Recorded data
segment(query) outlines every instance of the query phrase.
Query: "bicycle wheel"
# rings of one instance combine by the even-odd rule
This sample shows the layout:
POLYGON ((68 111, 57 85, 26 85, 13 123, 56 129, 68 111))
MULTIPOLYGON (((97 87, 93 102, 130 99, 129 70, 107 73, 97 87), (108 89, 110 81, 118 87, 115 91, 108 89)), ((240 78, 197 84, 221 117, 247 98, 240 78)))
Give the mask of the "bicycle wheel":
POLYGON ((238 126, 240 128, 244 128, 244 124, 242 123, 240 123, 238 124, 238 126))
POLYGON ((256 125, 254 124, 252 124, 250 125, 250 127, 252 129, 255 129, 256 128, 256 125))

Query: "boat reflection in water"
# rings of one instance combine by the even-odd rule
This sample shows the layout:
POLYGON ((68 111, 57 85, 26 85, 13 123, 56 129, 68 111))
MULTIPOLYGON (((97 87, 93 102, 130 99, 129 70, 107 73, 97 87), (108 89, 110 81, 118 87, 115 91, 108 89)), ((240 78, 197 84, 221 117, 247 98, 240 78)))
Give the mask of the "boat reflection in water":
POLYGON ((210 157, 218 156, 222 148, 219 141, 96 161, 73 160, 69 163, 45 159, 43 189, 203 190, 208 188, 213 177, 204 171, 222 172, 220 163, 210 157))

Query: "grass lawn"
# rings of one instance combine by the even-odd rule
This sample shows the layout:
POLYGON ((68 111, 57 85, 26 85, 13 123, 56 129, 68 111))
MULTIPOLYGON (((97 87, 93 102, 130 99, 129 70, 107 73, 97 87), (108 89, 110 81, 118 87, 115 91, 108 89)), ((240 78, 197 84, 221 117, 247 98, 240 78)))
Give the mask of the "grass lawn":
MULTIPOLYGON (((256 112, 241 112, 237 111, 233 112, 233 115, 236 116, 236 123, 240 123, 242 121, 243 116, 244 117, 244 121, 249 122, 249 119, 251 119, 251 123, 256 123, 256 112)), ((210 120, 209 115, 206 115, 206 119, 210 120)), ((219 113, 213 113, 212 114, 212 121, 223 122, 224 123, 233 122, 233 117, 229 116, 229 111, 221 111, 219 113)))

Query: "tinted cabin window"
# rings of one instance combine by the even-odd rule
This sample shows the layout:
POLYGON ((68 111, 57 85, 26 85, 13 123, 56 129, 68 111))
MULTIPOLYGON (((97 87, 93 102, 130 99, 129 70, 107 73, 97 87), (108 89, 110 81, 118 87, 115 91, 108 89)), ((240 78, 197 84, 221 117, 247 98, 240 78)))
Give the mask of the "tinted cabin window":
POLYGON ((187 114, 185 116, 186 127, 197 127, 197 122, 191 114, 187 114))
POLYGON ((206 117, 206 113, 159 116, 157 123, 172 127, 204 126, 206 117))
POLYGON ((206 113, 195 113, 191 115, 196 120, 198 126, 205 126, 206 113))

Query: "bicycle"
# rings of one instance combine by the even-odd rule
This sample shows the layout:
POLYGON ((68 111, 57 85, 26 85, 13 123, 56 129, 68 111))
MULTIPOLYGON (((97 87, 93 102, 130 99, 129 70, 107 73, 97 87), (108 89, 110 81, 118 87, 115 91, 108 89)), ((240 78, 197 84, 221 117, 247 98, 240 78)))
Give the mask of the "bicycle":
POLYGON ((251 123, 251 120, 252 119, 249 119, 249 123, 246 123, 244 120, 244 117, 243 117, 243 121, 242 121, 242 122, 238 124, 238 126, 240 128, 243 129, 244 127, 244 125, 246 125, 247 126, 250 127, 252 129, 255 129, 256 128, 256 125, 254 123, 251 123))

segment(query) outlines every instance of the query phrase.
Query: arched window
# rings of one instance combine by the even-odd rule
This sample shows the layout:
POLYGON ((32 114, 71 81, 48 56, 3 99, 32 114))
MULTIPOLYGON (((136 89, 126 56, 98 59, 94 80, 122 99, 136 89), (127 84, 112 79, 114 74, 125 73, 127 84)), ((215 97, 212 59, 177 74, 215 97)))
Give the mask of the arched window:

Stated task
Transcribe all entries exactly as they are given.

Exercise answer
segment(query) outlines every instance of the query phrase.
Query: "bicycle wheel"
# rings of one instance combine by the even-odd rule
This sample shows the layout:
POLYGON ((68 111, 57 85, 26 85, 13 123, 56 129, 68 111))
MULTIPOLYGON (((97 87, 93 102, 130 99, 129 70, 107 73, 97 87), (108 89, 110 81, 118 87, 115 91, 108 89)), ((240 78, 197 84, 221 117, 247 98, 240 78)))
Give the mask of the "bicycle wheel":
POLYGON ((238 126, 240 128, 244 128, 244 124, 242 123, 240 123, 238 124, 238 126))
POLYGON ((256 125, 254 124, 252 124, 250 125, 250 127, 252 129, 255 129, 256 128, 256 125))

Query: "boat reflection in water"
# rings of one instance combine by the even-odd rule
This sample shows the layout:
POLYGON ((68 111, 57 85, 26 85, 13 123, 56 129, 68 111))
MULTIPOLYGON (((97 87, 93 102, 130 99, 129 70, 107 73, 97 87), (108 89, 110 81, 118 87, 115 91, 108 89)), ((240 78, 197 84, 221 117, 247 98, 240 78)))
Give the mask of the "boat reflection in water":
POLYGON ((210 157, 218 156, 222 148, 219 141, 96 161, 73 160, 69 163, 45 159, 43 189, 203 190, 208 188, 213 177, 204 171, 222 172, 220 163, 210 157))

Query: "grass lawn"
# rings of one instance combine by the even-odd rule
This sample shows the layout:
POLYGON ((68 111, 57 85, 26 85, 13 123, 56 129, 68 111))
MULTIPOLYGON (((97 87, 93 102, 130 99, 129 70, 107 73, 97 87), (108 89, 110 81, 118 87, 115 91, 108 89)), ((240 78, 197 84, 221 117, 247 98, 240 78)))
Give the mask of the "grass lawn":
MULTIPOLYGON (((256 112, 241 112, 237 111, 233 112, 233 115, 236 116, 236 123, 240 123, 242 121, 243 116, 244 117, 244 121, 249 122, 249 119, 251 119, 251 123, 256 123, 256 112)), ((210 120, 209 115, 206 115, 206 119, 210 120)), ((219 113, 213 113, 212 114, 212 121, 223 122, 224 123, 233 122, 233 117, 229 116, 229 111, 221 111, 219 113)))

Query: "tinted cabin window"
# rings of one instance combine by the even-odd rule
This sample shows the layout:
POLYGON ((68 111, 57 85, 26 85, 13 123, 56 129, 68 111))
MULTIPOLYGON (((97 87, 93 102, 130 99, 129 70, 107 73, 97 87), (108 89, 110 81, 118 87, 115 91, 108 89)), ((240 78, 197 84, 221 117, 247 98, 240 78)))
Give the mask of the "tinted cabin window":
POLYGON ((187 114, 185 116, 186 127, 197 127, 197 122, 191 114, 187 114))
POLYGON ((206 117, 206 113, 159 116, 157 123, 172 127, 204 126, 206 117))
POLYGON ((206 113, 195 113, 191 115, 196 120, 198 126, 205 126, 206 113))

Query: "bicycle"
# rings of one instance combine by the even-odd rule
This sample shows the layout:
POLYGON ((68 111, 57 85, 26 85, 13 123, 56 129, 68 111))
MULTIPOLYGON (((97 87, 93 102, 130 99, 129 70, 107 73, 97 87), (108 89, 110 81, 118 87, 115 91, 108 89)), ((240 78, 197 84, 221 117, 247 98, 240 78)))
Give the mask of the "bicycle":
POLYGON ((251 123, 251 120, 252 119, 249 119, 249 123, 246 123, 244 120, 244 117, 243 117, 243 121, 242 121, 242 122, 238 124, 238 126, 240 128, 243 129, 244 127, 244 125, 246 125, 247 126, 250 127, 252 129, 255 129, 256 128, 256 125, 254 123, 251 123))

segment(query) outlines every instance of the query phrase.
Query: arched window
# rings of one instance combine by the even-odd rule
This sample shows the layout:
POLYGON ((32 114, 71 81, 48 56, 3 99, 32 114))
MULTIPOLYGON (((136 89, 126 56, 98 59, 94 80, 122 99, 136 89), (127 84, 112 79, 114 74, 125 73, 127 84)), ((215 97, 212 59, 177 74, 215 97)))
Give the mask of the arched window:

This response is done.